Return every one of the rows below verbatim, altering nothing.

Exercise material:

###

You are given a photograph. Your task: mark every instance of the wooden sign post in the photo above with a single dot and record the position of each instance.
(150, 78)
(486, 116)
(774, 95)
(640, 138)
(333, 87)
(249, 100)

###

Written solution:
You are given a photograph. Your task: mark every instance of the wooden sign post in the photo above with a single dot and record the position of each instance.
(150, 78)
(486, 116)
(774, 95)
(640, 138)
(333, 87)
(249, 100)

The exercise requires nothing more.